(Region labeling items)
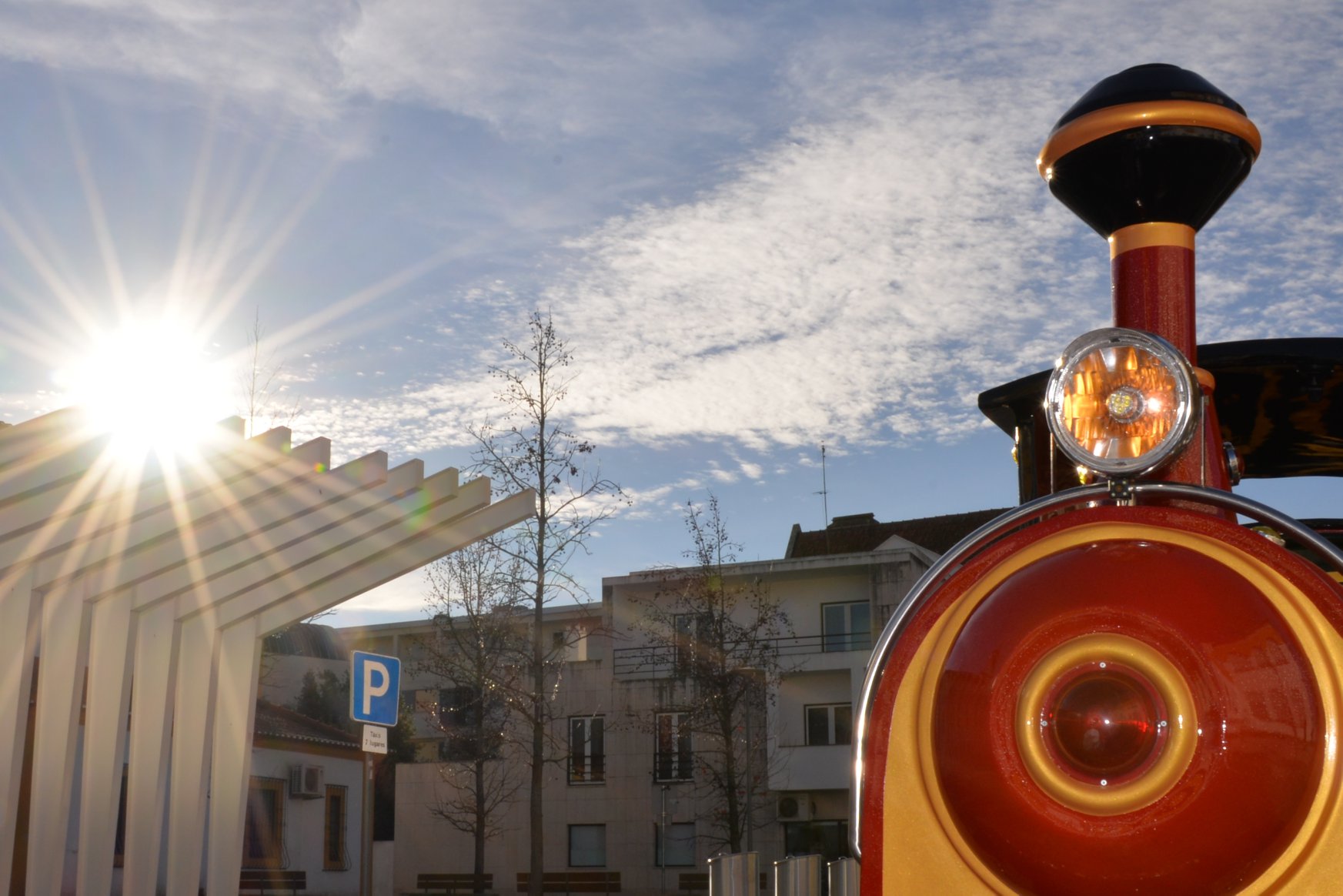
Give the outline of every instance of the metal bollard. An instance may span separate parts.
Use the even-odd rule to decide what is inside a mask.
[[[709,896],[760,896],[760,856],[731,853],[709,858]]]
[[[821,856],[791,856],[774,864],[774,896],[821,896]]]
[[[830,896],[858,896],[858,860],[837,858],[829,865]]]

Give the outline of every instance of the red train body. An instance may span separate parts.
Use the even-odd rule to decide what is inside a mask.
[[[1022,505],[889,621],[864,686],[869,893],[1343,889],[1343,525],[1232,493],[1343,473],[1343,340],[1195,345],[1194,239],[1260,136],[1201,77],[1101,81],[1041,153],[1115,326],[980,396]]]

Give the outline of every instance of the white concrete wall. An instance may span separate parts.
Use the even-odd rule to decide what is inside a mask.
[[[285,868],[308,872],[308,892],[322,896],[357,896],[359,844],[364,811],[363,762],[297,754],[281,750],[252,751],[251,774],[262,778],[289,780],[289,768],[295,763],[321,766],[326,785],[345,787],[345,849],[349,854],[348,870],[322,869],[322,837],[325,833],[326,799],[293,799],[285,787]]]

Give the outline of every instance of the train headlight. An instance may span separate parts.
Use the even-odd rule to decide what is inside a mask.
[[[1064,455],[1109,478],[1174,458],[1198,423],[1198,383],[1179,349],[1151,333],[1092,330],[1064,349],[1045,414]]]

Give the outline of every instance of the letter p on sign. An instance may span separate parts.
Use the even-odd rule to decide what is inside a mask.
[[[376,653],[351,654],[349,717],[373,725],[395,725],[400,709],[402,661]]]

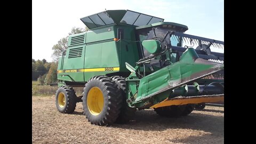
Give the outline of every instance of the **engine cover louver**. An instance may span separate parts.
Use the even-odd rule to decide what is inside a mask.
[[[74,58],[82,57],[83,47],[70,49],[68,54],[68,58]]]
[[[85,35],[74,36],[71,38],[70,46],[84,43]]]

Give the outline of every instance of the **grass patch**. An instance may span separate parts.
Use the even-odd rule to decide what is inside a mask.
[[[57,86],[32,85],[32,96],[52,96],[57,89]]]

### Job
Please turn every line of the entries above into a numbered list, skipping blank lines and leaving the pictures out.

### Complete response
1. Give the outline of every instance of the metal bollard. An instance may span separate parts.
2. Use the even-odd rule to decide what is inside a mask.
3. [[[709,896],[760,896],[760,856],[731,853],[709,858]]]
4. [[[821,856],[791,856],[774,864],[774,896],[821,896]]]
5. [[[830,896],[858,896],[858,860],[837,858],[829,865]]]
6. Give the outline of every instance of the red train body. An instance may span separate parts.
7. Use the even-odd rule to decide what is inside a mask.
8. [[[1022,505],[889,621],[864,686],[869,893],[1343,889],[1343,525],[1232,493],[1343,473],[1343,340],[1195,345],[1194,239],[1260,136],[1201,77],[1101,81],[1041,153],[1115,326],[980,396]]]
9. Give the outline of every instance of the white concrete wall. An instance may span separate parts.
10. Use the even-odd rule to decide what is inside a mask.
11. [[[285,868],[308,872],[308,892],[322,896],[357,896],[359,844],[364,811],[363,762],[297,754],[281,750],[252,751],[251,774],[262,778],[289,780],[289,768],[295,763],[321,766],[326,785],[345,787],[345,849],[349,854],[348,870],[322,869],[322,837],[325,833],[326,799],[293,799],[285,787]]]
12. Give the outline of every instance of the train headlight. An instance may span separate parts.
13. Use the even-odd rule to decide what is inside a mask.
14. [[[1064,455],[1109,478],[1174,458],[1198,423],[1198,383],[1179,349],[1151,333],[1092,330],[1064,349],[1045,414]]]
15. Give the outline of every instance of the letter p on sign. An instance may span separate parts.
16. Use the even-odd rule to decide what is inside a mask.
17. [[[376,653],[351,654],[349,717],[373,725],[395,725],[400,709],[402,661]]]
18. Give the outline of every instance of the **engine cover louver**. An instance may span separate parts.
19. Use the even-odd rule to decide what is inside a mask.
20. [[[74,58],[82,57],[83,47],[70,49],[68,54],[68,58]]]
21. [[[85,35],[74,36],[71,38],[70,46],[84,43]]]
22. Give the outline of every instance of the **grass patch**. An instance may span separate parts.
23. Use the even-odd rule to decide what is inside a mask.
24. [[[57,86],[32,85],[32,96],[52,96],[57,89]]]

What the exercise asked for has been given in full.